# Objetivo da tarefa
Transcreva fielmente o trecho dos dados que se inicia na linha que contém "Circle every visible white plant label." e se encerra na linha que contém "[0,369,408,406]", com ambas incluídas. Deixe as imagens fora da resposta.

# Dados de entrada
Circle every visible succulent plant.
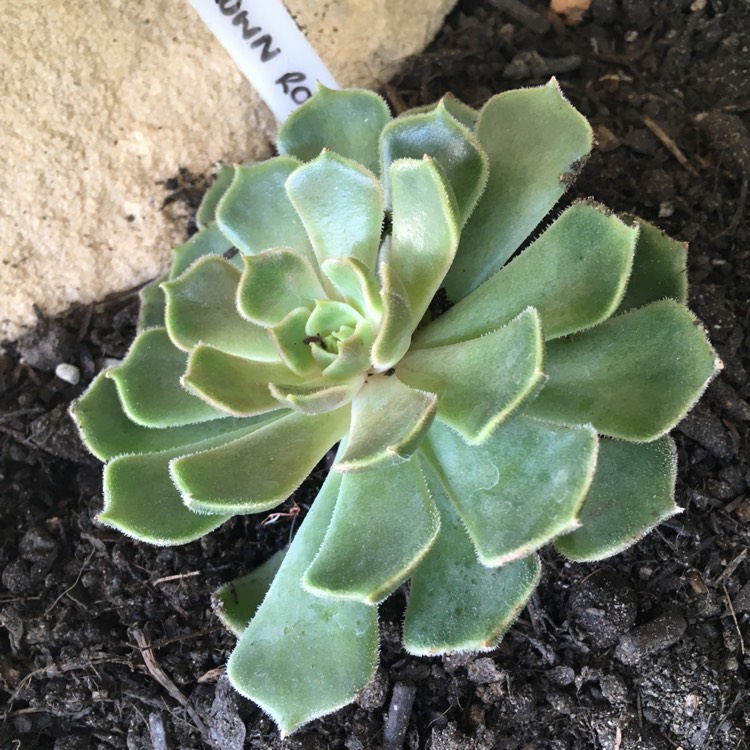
[73,81,719,732]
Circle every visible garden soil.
[0,0,750,750]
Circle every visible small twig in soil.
[383,682,417,750]
[44,549,96,617]
[151,570,201,586]
[641,115,698,177]
[721,582,745,656]
[133,628,214,747]
[714,547,747,585]
[148,713,167,750]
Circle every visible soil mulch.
[0,0,750,750]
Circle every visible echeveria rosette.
[73,81,718,732]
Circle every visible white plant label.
[189,0,338,122]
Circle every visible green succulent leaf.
[237,247,325,327]
[321,258,383,323]
[334,375,437,472]
[136,275,167,333]
[445,79,592,302]
[162,256,278,362]
[403,465,541,655]
[370,261,414,371]
[170,407,349,513]
[182,344,302,417]
[422,417,597,567]
[286,151,383,268]
[555,437,682,562]
[528,300,718,442]
[396,307,544,445]
[303,460,440,604]
[70,372,260,461]
[276,84,391,174]
[169,224,239,279]
[213,547,289,638]
[388,159,459,332]
[617,219,687,313]
[227,472,378,734]
[269,382,364,415]
[98,419,269,545]
[216,156,315,262]
[380,101,489,226]
[316,320,374,381]
[268,307,320,382]
[97,448,231,546]
[107,328,226,427]
[414,203,638,349]
[195,164,234,229]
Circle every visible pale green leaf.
[136,275,167,333]
[322,258,383,324]
[404,467,541,655]
[421,417,597,567]
[617,219,687,313]
[555,437,682,561]
[276,84,391,174]
[446,79,592,302]
[182,344,303,417]
[528,300,718,442]
[334,375,437,472]
[303,460,440,604]
[70,372,268,461]
[414,203,637,349]
[216,156,314,262]
[286,151,383,270]
[370,262,414,370]
[237,247,325,327]
[269,382,364,415]
[107,328,226,427]
[97,448,231,546]
[195,164,234,229]
[98,419,276,545]
[380,102,489,227]
[396,307,544,444]
[170,407,349,513]
[162,256,278,362]
[388,159,459,332]
[169,224,239,279]
[268,307,318,382]
[217,547,289,637]
[227,472,378,733]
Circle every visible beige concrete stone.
[0,0,455,340]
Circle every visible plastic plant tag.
[189,0,338,122]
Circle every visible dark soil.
[0,0,750,750]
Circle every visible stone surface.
[0,0,454,341]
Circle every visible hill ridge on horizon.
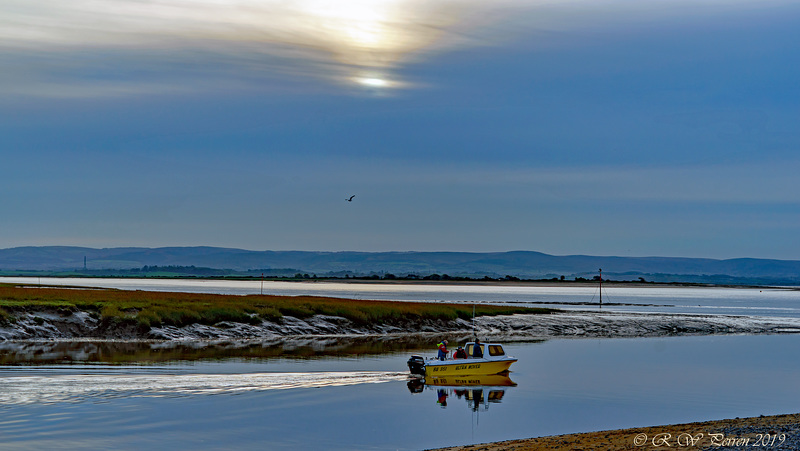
[0,246,800,283]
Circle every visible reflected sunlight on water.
[0,369,408,406]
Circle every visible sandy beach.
[437,413,800,451]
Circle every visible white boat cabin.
[464,342,506,360]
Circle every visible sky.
[0,0,800,260]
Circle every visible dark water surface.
[0,335,800,450]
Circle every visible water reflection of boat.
[408,342,517,378]
[408,375,517,411]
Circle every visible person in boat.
[437,340,447,360]
[472,338,483,359]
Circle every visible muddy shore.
[437,413,800,451]
[0,309,800,341]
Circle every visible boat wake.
[0,371,408,407]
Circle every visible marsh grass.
[0,285,554,328]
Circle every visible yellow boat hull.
[425,359,517,378]
[425,374,517,387]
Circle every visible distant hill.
[0,246,800,284]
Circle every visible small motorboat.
[408,342,517,378]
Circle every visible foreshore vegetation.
[0,284,555,329]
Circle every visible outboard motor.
[408,355,425,376]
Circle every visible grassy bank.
[0,285,554,328]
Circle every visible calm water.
[0,278,800,450]
[0,277,800,317]
[0,335,800,450]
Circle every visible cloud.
[0,0,512,97]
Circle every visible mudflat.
[437,413,800,451]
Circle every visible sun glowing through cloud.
[0,0,496,93]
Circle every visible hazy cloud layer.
[0,0,800,258]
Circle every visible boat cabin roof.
[464,341,506,359]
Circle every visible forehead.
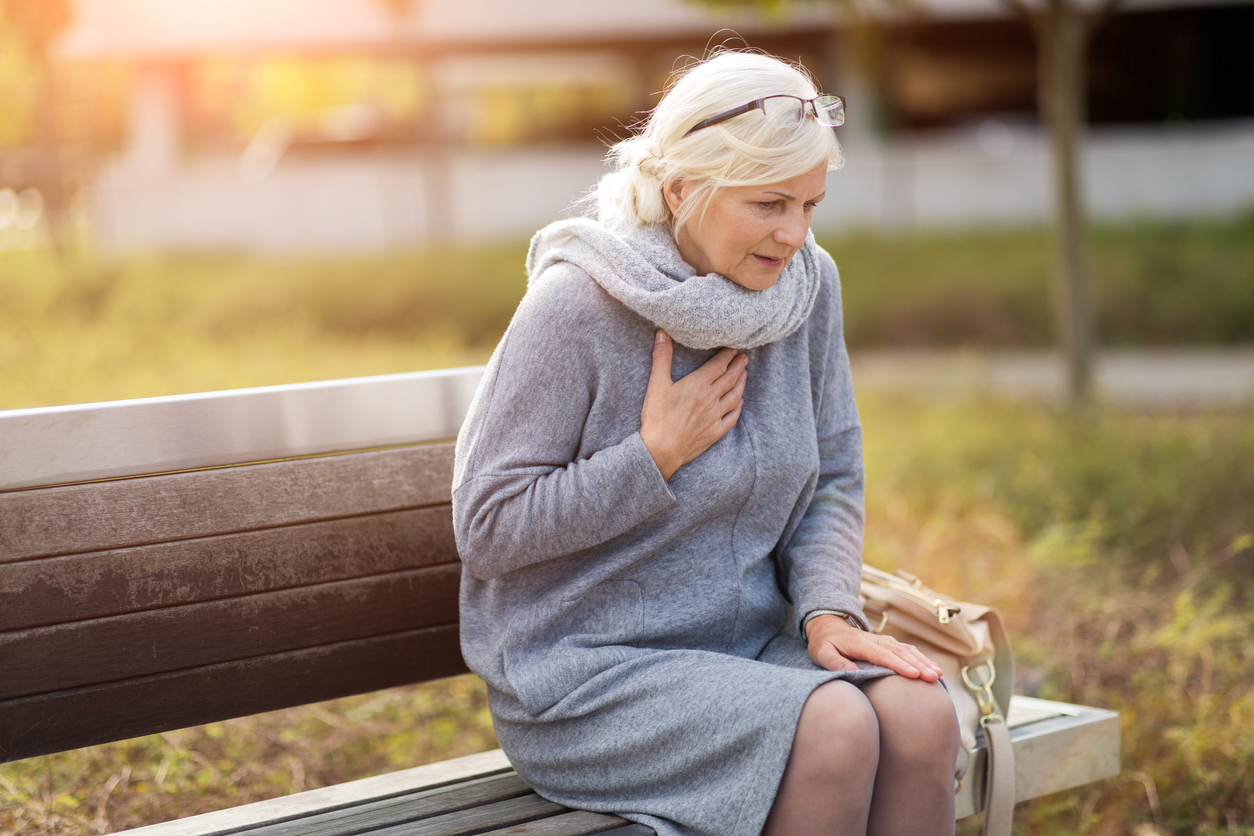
[741,163,828,201]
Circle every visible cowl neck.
[527,218,819,350]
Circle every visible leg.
[863,677,958,836]
[762,681,877,836]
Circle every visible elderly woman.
[453,53,958,836]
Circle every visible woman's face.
[663,163,828,291]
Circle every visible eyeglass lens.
[761,95,845,125]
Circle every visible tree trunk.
[1036,0,1095,404]
[35,49,68,257]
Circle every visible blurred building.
[39,0,1254,251]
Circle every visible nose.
[775,212,810,249]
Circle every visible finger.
[719,372,746,415]
[895,644,943,678]
[813,642,858,671]
[648,330,675,386]
[845,633,927,678]
[692,347,736,381]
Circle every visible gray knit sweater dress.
[453,221,889,836]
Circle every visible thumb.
[648,330,675,386]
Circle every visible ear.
[662,177,686,217]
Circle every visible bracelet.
[801,609,867,643]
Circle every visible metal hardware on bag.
[932,598,962,624]
[962,659,1001,724]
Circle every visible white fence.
[93,122,1254,252]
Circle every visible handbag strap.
[962,662,1017,836]
[979,714,1014,836]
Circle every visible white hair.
[589,51,844,234]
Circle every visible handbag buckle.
[932,598,962,624]
[962,659,997,722]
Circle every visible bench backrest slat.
[0,444,465,760]
[0,624,466,761]
[0,444,453,563]
[0,505,458,633]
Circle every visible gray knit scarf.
[527,218,819,350]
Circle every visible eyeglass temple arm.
[683,99,762,137]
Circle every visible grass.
[0,214,1254,409]
[0,219,1254,836]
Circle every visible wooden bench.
[0,368,1120,836]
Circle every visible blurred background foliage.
[0,217,1254,836]
[0,214,1254,409]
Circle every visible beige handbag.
[861,564,1014,836]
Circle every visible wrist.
[801,609,867,643]
[640,430,683,480]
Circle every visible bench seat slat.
[0,564,461,698]
[0,505,458,632]
[0,444,453,563]
[0,623,466,762]
[243,772,534,836]
[488,810,656,836]
[370,792,567,836]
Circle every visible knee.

# Resposta esperada
Circle every visible white plant label.
[189,0,338,122]
Circle every visible green succulent leaf.
[237,247,325,327]
[321,258,383,323]
[334,375,437,472]
[136,275,167,333]
[445,79,592,302]
[162,256,278,362]
[403,465,541,655]
[370,261,414,371]
[170,407,349,513]
[182,344,302,417]
[422,417,597,567]
[286,151,383,268]
[555,437,682,562]
[528,300,718,442]
[396,307,544,445]
[303,460,440,604]
[70,372,260,461]
[276,84,391,174]
[169,224,239,279]
[213,547,289,638]
[388,159,459,332]
[617,219,687,313]
[227,472,378,734]
[269,382,364,415]
[98,419,269,545]
[216,156,315,262]
[380,101,489,226]
[316,320,374,381]
[268,307,320,382]
[97,448,231,546]
[107,328,226,427]
[414,203,638,349]
[195,164,234,229]
Circle every visible pale green leaf.
[136,275,167,333]
[322,258,383,324]
[404,467,541,655]
[421,417,597,567]
[617,219,687,313]
[555,437,682,561]
[276,84,391,174]
[446,79,592,302]
[182,344,303,417]
[528,300,718,442]
[334,375,437,472]
[303,460,440,604]
[70,372,268,461]
[414,203,637,349]
[216,156,314,262]
[286,151,383,270]
[370,262,414,370]
[237,247,325,327]
[269,382,364,415]
[107,328,226,427]
[97,448,231,546]
[195,164,234,229]
[98,419,276,545]
[380,102,489,227]
[396,307,544,444]
[170,407,349,513]
[162,256,278,362]
[388,159,459,332]
[169,224,239,279]
[268,307,318,382]
[217,547,289,637]
[227,472,378,733]
Circle every visible beige concrete stone.
[0,0,455,340]
Circle every visible plastic plant tag.
[189,0,338,122]
Circle every visible dark soil.
[0,0,750,750]
Circle every visible stone surface.
[0,0,454,341]
Circle every visible hill ridge on horizon.
[0,246,800,283]
Circle every visible reflected sunlight on water.
[0,369,408,406]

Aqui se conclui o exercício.